==== Data in this exercise ====

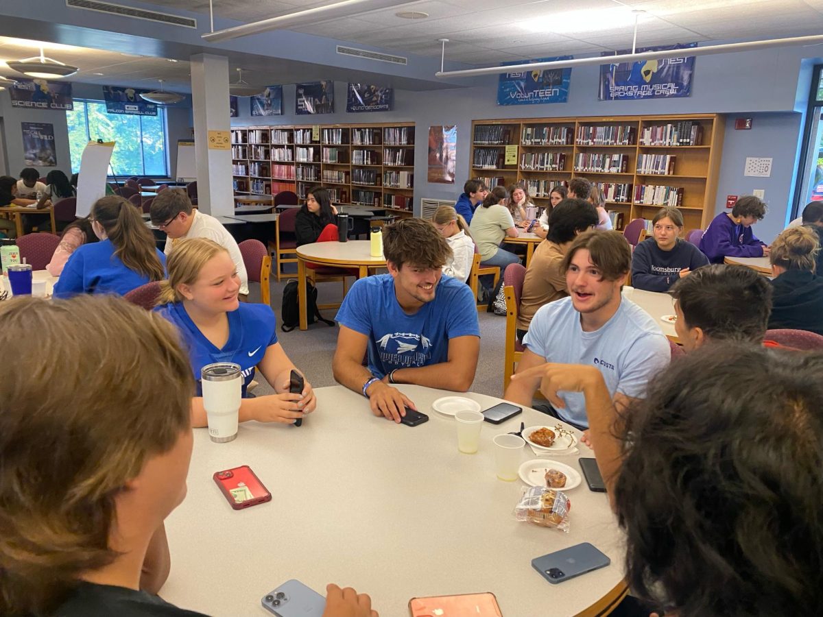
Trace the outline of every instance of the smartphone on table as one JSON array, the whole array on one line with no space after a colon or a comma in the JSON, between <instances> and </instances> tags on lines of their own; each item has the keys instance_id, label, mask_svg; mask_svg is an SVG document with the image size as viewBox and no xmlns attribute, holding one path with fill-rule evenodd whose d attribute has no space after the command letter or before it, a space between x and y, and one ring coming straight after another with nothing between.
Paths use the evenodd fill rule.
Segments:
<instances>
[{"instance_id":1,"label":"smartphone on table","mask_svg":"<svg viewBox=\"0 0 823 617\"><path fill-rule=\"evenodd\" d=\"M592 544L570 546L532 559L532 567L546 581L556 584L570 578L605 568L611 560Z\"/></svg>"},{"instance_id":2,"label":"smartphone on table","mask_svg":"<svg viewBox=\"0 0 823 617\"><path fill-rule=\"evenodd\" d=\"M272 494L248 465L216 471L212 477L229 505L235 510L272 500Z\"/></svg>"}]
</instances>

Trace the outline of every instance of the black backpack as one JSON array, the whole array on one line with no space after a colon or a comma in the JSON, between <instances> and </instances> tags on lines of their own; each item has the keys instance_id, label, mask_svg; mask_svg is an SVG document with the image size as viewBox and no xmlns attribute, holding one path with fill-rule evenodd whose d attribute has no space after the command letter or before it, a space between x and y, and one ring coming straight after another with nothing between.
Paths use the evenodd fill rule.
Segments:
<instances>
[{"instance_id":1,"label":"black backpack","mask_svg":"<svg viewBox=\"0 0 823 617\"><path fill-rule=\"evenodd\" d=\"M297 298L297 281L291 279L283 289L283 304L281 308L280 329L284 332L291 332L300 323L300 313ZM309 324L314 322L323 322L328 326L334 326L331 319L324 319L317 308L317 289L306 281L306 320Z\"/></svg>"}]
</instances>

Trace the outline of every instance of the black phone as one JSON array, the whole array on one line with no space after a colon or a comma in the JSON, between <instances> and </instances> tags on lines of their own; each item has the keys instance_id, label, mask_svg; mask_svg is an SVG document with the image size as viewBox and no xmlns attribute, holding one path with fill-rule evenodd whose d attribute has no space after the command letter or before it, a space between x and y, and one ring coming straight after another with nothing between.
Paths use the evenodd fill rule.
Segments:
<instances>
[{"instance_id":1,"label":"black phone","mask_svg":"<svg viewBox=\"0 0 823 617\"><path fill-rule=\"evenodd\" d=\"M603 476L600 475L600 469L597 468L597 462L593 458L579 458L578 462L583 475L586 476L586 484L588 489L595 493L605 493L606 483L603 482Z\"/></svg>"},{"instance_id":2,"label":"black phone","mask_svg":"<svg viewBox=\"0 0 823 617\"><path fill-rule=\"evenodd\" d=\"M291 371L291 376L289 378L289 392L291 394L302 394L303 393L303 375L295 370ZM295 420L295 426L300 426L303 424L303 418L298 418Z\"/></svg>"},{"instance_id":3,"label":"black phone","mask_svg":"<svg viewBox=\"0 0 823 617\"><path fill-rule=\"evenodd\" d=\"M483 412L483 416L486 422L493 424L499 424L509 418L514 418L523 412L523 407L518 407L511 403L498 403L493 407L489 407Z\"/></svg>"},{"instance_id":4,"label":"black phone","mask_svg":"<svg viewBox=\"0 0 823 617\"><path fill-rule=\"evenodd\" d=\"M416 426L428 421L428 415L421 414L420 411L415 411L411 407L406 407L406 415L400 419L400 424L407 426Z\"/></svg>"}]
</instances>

====

_Aim of the task_:
Reproduce all of the entries above line for line, without changing anything, but leave out the pictures.

_Result_:
Trace the outline of every instance of the smartphone on table as one JSON array, the whole array on one line with no space after a colon or a comma in the JSON, between <instances> and </instances> tags on lines of their own; each item has the keys instance_id, label, mask_svg; mask_svg is an SVG document with the image size as viewBox and no xmlns attribute, holding one path with fill-rule evenodd whose d attribute has no space after the command letter or before it, a space between x and y, and one ring coming straight after another with nothing between.
Paths use the evenodd fill rule.
Segments:
<instances>
[{"instance_id":1,"label":"smartphone on table","mask_svg":"<svg viewBox=\"0 0 823 617\"><path fill-rule=\"evenodd\" d=\"M592 544L570 546L532 559L532 567L546 581L556 584L570 578L605 568L611 560Z\"/></svg>"},{"instance_id":2,"label":"smartphone on table","mask_svg":"<svg viewBox=\"0 0 823 617\"><path fill-rule=\"evenodd\" d=\"M272 494L248 465L216 471L212 477L229 505L235 510L272 500Z\"/></svg>"}]
</instances>

Trace the outline of every instance of the black backpack as one JSON array, the whole array on one line with no space after a colon or a comma in the JSON, between <instances> and </instances> tags on lines of their own; each item has the keys instance_id, label, mask_svg; mask_svg is an SVG document with the image size as viewBox and no xmlns attribute, holding one path with fill-rule evenodd whose d attribute has no space after the command letter or before it, a space between x and y, and one ring coming straight after another with nothing between.
Paths use the evenodd fill rule.
Segments:
<instances>
[{"instance_id":1,"label":"black backpack","mask_svg":"<svg viewBox=\"0 0 823 617\"><path fill-rule=\"evenodd\" d=\"M297 298L297 281L291 279L283 289L283 304L281 308L280 329L284 332L291 332L300 323L300 313ZM309 324L314 322L323 322L328 326L334 326L331 319L324 319L317 308L317 289L306 281L306 320Z\"/></svg>"}]
</instances>

Trace the outline of every instance of the black phone as one JSON array, the whole array on one line with no space after a colon or a comma in the JSON, between <instances> and </instances> tags on lines of their own; each item has the keys instance_id, label, mask_svg; mask_svg is an SVG document with the image size as viewBox and no xmlns attribute, holding one path with fill-rule evenodd whose d attribute has no space after the command letter or before it, a space between x and y, and one ring coming straight after another with nothing between.
Paths use the evenodd fill rule.
Segments:
<instances>
[{"instance_id":1,"label":"black phone","mask_svg":"<svg viewBox=\"0 0 823 617\"><path fill-rule=\"evenodd\" d=\"M603 476L600 475L600 469L597 468L597 462L593 458L579 458L578 462L583 475L586 476L586 484L588 489L595 493L605 493L606 483L603 482Z\"/></svg>"},{"instance_id":2,"label":"black phone","mask_svg":"<svg viewBox=\"0 0 823 617\"><path fill-rule=\"evenodd\" d=\"M291 371L291 376L289 378L289 392L291 394L302 394L303 393L303 375L295 370ZM295 420L295 426L300 426L303 424L303 418L298 418Z\"/></svg>"},{"instance_id":3,"label":"black phone","mask_svg":"<svg viewBox=\"0 0 823 617\"><path fill-rule=\"evenodd\" d=\"M483 412L483 416L486 422L493 424L499 424L509 418L514 418L523 412L523 407L518 407L511 403L498 403L493 407L489 407Z\"/></svg>"},{"instance_id":4,"label":"black phone","mask_svg":"<svg viewBox=\"0 0 823 617\"><path fill-rule=\"evenodd\" d=\"M416 426L428 421L428 415L421 414L420 411L415 411L411 407L406 407L406 415L400 419L400 424L407 426Z\"/></svg>"}]
</instances>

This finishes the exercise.